A line belongs in the answer only if it contains the word "feathers"; copy every such line from the listing below.

___ TASK INPUTS ___

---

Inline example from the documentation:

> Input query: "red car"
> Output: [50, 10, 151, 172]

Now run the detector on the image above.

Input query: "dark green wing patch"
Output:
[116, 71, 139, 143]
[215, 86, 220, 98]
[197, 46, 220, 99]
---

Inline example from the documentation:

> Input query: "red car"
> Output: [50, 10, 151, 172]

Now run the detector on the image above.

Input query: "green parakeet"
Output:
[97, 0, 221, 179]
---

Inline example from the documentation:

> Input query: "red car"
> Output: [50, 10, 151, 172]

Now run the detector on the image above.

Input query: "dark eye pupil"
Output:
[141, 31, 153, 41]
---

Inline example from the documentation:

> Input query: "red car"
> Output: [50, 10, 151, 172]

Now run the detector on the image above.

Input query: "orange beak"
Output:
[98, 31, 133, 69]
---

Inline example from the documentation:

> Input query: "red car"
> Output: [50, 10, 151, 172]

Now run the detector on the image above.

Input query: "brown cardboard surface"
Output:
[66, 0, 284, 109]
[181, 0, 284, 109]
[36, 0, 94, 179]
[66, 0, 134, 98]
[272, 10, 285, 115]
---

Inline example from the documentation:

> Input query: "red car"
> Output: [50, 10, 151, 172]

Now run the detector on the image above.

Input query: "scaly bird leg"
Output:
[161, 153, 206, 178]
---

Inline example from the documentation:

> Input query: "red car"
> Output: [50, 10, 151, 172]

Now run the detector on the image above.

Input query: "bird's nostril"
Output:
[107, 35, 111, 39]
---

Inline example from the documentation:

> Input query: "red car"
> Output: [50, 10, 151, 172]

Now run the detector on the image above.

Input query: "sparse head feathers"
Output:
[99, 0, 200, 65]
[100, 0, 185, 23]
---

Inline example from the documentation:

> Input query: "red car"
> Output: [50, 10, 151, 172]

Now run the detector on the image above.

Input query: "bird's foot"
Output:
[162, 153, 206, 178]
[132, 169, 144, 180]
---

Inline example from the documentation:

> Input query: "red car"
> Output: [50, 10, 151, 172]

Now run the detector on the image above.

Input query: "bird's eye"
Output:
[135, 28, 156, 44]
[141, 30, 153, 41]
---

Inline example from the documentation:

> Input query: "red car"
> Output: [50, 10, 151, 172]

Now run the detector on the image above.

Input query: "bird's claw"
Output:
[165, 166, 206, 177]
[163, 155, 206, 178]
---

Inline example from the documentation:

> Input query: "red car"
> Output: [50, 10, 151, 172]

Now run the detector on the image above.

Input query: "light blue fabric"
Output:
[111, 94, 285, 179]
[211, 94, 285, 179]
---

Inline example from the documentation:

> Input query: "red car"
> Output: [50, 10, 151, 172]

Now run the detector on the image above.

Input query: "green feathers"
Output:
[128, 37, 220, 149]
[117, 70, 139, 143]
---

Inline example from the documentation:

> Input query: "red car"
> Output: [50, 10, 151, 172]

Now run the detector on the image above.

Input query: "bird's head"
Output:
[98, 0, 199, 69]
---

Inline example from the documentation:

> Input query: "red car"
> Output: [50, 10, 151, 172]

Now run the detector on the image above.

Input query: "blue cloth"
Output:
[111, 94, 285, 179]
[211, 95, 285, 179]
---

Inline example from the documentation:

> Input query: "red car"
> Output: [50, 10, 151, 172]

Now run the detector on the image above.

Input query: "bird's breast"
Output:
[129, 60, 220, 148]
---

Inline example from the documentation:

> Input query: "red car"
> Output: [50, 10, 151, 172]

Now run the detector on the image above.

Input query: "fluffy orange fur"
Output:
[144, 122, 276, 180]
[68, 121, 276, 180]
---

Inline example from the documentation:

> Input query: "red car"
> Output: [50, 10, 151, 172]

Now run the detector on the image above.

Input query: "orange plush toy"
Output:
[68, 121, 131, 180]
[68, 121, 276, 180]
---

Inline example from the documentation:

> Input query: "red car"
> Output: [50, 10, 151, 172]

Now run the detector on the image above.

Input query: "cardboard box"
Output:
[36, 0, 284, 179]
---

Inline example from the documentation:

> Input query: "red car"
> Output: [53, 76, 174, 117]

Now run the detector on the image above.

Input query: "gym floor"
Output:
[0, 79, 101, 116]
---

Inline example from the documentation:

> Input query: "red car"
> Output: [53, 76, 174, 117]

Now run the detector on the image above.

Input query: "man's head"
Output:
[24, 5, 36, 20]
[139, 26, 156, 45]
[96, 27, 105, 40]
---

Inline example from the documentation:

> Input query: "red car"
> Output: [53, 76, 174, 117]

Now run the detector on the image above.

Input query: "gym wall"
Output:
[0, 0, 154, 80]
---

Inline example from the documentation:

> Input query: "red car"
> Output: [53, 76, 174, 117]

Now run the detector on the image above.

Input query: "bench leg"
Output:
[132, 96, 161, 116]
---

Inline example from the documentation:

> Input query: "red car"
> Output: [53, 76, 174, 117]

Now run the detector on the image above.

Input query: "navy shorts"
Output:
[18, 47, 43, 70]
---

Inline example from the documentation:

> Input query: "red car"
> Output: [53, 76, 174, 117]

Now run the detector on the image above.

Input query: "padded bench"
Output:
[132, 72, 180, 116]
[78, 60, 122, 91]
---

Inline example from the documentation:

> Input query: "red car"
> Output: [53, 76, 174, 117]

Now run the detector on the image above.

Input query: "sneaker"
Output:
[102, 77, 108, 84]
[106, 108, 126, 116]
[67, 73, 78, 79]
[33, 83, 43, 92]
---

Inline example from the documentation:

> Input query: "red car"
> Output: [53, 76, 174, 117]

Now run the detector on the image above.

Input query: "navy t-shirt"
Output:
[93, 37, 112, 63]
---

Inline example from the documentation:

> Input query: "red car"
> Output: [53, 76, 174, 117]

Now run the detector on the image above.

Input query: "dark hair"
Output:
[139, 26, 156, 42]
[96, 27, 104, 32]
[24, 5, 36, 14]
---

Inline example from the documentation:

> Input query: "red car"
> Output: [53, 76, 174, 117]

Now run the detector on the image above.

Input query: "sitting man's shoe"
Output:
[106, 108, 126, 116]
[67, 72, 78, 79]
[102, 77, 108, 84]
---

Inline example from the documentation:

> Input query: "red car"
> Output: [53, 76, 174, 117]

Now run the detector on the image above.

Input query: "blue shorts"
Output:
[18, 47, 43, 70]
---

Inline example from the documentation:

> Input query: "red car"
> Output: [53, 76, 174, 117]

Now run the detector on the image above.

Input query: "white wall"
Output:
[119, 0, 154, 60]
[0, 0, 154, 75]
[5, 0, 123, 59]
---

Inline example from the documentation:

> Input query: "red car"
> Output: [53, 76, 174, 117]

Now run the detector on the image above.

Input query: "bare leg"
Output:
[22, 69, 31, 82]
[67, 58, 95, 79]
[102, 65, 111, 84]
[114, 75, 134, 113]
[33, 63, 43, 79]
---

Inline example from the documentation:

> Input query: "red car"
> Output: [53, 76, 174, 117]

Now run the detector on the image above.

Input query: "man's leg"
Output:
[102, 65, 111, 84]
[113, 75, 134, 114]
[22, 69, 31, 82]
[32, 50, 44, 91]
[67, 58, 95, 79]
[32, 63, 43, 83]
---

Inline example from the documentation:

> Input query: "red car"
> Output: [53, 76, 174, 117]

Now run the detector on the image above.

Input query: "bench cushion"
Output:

___

# [EXERCISE OUTPUT]
Input query: "sparse head feathers"
Input query: "green feathers"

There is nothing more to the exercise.